[Start]

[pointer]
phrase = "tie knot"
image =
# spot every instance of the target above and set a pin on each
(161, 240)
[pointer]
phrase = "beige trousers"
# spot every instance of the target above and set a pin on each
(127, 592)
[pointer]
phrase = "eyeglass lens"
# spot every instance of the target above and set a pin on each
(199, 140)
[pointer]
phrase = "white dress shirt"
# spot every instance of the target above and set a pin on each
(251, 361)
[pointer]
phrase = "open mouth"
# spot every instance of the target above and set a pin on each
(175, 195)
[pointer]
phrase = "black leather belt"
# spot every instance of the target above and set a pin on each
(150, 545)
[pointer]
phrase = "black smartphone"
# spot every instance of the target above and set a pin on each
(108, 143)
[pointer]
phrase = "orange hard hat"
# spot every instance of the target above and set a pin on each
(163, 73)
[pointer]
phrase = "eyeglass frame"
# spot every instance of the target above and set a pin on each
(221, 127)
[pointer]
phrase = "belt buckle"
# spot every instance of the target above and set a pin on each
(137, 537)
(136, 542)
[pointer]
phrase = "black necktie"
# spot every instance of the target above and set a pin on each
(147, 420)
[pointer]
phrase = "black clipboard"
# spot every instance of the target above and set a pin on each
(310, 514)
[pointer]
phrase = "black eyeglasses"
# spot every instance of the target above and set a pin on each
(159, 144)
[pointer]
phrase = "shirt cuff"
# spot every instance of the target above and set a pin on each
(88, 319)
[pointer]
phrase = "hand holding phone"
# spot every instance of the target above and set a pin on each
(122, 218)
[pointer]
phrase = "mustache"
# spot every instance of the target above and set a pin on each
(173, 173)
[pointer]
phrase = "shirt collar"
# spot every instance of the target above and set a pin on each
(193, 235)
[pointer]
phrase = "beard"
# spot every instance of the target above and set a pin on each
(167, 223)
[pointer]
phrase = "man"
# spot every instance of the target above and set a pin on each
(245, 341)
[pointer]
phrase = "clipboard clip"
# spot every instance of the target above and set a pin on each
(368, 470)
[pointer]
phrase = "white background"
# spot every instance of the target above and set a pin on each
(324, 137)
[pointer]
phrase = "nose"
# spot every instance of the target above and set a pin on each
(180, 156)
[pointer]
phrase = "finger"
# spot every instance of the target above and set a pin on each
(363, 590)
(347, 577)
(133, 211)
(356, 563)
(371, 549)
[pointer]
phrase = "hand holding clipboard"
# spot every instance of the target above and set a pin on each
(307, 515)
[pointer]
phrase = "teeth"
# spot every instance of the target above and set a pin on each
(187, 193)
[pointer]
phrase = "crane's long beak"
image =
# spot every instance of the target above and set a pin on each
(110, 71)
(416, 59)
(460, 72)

[End]

* [AIM]
Return all of the entries word for word.

* [REPLY]
[pointer]
phrase = "tie knot"
image =
# spot every instance of the target above and set a pin on each
(161, 240)
[pointer]
phrase = "beige trousers"
# spot every instance of the target above and set a pin on each
(127, 592)
[pointer]
phrase = "eyeglass lens"
# spot every instance of the target above and set a pin on each
(199, 140)
[pointer]
phrase = "white dress shirt"
# spot every instance of the target above and set a pin on each
(251, 361)
[pointer]
phrase = "open mouth"
# spot every instance of the target above and set a pin on each
(175, 195)
[pointer]
phrase = "black leather belt"
# spot every instance of the target above and set a pin on each
(150, 545)
[pointer]
phrase = "black smartphone"
# spot every instance of the target above and set a pin on each
(108, 143)
[pointer]
phrase = "orange hard hat"
# spot every instance of the target above and set a pin on each
(163, 73)
[pointer]
phrase = "eyeglass frame"
# spot every instance of the target above and set a pin on each
(221, 127)
[pointer]
phrase = "belt buckle"
# spot every instance of the target above and set a pin on each
(137, 537)
(136, 542)
[pointer]
phrase = "black necktie"
# spot every instance of the target above and set a pin on each
(147, 420)
[pointer]
phrase = "black clipboard"
# spot every instance of the target above and set a pin on each
(310, 514)
[pointer]
phrase = "black eyeglasses"
# spot every instance of the target above and set a pin on each
(159, 144)
[pointer]
phrase = "shirt cuff"
# spot every instance of the target above and set a pin on each
(88, 319)
[pointer]
phrase = "hand holding phone"
# spot every instance of the target above and set a pin on each
(122, 218)
[pointer]
phrase = "mustache"
# spot every instance of the target above and set a pin on each
(173, 173)
[pointer]
phrase = "shirt collar"
# spot every instance of the target above and set a pin on each
(193, 235)
[pointer]
phrase = "beard"
# spot every instance of the target above and set a pin on each
(167, 223)
[pointer]
phrase = "man"
# spot every instance of the target above and set a pin on each
(245, 341)
[pointer]
phrase = "clipboard clip"
# spot every instance of the target above and set a pin on each
(368, 470)
[pointer]
phrase = "white background"
# spot every instance of the target above and set a pin on each
(324, 137)
[pointer]
phrase = "nose"
# spot every instance of the target above and set a pin on each
(180, 156)
[pointer]
phrase = "finger"
# spot every instance of the target above and set a pin on each
(363, 590)
(347, 577)
(133, 211)
(356, 563)
(371, 549)
[pointer]
phrase = "hand holding clipboard"
# spot every instance of the target above and set a pin on each
(307, 515)
[pointer]
phrase = "teeth"
# spot every instance of the target above and set a pin on each
(187, 193)
[pointer]
phrase = "crane's long beak"
image =
# spot every instance of the target above and set a pin on each
(110, 71)
(416, 59)
(460, 72)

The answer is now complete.